Stored records:
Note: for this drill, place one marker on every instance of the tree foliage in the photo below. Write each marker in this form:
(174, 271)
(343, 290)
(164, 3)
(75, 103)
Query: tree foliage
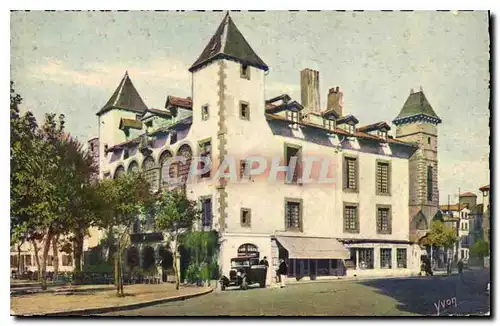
(440, 236)
(175, 215)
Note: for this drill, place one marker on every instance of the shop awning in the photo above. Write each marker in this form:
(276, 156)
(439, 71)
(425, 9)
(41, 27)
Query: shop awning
(313, 248)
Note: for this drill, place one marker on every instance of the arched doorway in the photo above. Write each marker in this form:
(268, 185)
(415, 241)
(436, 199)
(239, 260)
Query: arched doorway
(248, 250)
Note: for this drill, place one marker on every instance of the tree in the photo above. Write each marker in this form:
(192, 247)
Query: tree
(175, 215)
(440, 236)
(118, 202)
(480, 249)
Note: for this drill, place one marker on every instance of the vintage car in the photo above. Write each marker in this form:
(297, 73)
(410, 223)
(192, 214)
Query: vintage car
(244, 272)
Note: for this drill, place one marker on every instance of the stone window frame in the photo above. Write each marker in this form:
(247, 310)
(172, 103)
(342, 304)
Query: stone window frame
(389, 222)
(297, 171)
(300, 228)
(245, 71)
(389, 179)
(240, 107)
(205, 115)
(200, 143)
(201, 199)
(382, 251)
(248, 223)
(344, 173)
(344, 206)
(398, 257)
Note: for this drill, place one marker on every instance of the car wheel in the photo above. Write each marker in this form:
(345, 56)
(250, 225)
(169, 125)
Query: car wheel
(244, 284)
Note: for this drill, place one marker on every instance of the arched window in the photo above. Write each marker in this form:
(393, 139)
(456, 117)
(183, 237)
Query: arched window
(429, 183)
(120, 171)
(248, 249)
(164, 158)
(150, 172)
(133, 167)
(184, 151)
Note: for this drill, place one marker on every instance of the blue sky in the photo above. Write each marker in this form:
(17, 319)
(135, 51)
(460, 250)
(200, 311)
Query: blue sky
(71, 62)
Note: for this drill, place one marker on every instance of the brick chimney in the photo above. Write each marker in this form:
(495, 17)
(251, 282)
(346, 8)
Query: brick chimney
(309, 90)
(335, 100)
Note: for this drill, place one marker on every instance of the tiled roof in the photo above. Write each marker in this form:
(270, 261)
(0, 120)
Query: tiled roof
(125, 97)
(375, 126)
(417, 104)
(228, 42)
(453, 207)
(181, 102)
(484, 188)
(340, 131)
(347, 118)
(130, 123)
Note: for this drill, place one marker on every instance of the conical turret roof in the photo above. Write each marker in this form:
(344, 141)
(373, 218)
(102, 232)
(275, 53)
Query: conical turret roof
(125, 97)
(228, 42)
(417, 104)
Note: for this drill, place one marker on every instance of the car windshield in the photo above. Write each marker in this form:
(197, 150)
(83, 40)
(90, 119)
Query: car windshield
(240, 263)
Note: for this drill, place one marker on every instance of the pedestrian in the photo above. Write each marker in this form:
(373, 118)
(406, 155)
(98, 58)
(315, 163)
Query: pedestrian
(283, 271)
(265, 263)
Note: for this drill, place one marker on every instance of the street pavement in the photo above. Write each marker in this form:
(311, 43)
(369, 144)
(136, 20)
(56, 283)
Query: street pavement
(382, 297)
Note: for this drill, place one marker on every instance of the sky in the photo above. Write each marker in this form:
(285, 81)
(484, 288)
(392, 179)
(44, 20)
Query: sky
(71, 62)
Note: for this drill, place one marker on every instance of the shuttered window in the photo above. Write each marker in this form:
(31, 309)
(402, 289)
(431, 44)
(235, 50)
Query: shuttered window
(382, 178)
(351, 218)
(383, 220)
(293, 215)
(350, 173)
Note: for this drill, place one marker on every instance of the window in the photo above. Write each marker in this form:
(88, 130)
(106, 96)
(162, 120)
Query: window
(351, 218)
(206, 151)
(173, 137)
(385, 258)
(401, 257)
(206, 208)
(244, 111)
(384, 220)
(293, 215)
(290, 152)
(383, 178)
(294, 117)
(245, 71)
(67, 260)
(245, 217)
(350, 174)
(329, 124)
(204, 112)
(351, 128)
(429, 183)
(243, 167)
(365, 258)
(382, 134)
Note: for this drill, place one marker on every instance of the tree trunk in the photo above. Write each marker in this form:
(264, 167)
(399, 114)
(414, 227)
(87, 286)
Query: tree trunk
(55, 253)
(37, 261)
(46, 247)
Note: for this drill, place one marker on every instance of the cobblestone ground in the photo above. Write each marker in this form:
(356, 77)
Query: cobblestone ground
(386, 297)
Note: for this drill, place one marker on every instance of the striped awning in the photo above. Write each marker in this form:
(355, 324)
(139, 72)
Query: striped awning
(313, 248)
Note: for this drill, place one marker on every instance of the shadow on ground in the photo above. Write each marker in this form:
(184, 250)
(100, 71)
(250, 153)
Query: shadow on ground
(425, 295)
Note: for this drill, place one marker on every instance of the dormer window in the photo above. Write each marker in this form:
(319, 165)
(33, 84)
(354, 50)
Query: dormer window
(294, 117)
(245, 72)
(329, 124)
(204, 112)
(382, 134)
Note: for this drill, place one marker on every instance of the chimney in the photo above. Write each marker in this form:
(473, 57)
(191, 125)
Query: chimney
(309, 90)
(335, 100)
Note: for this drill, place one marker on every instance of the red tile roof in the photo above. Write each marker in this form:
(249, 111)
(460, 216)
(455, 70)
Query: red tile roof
(181, 102)
(468, 194)
(483, 188)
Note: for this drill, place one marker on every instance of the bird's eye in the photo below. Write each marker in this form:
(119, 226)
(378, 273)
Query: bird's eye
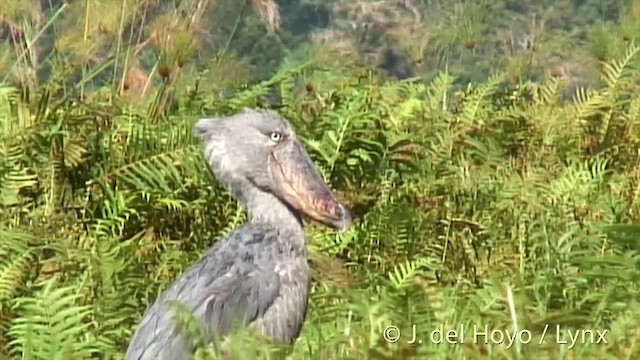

= The problem =
Only lines with the word "bird" are wanted, so copy each one from the records.

= Response to the task =
Note: for this drill, place one marker on every instance of the bird's eye in the photo below. Write each marker in this form:
Query: bird's eye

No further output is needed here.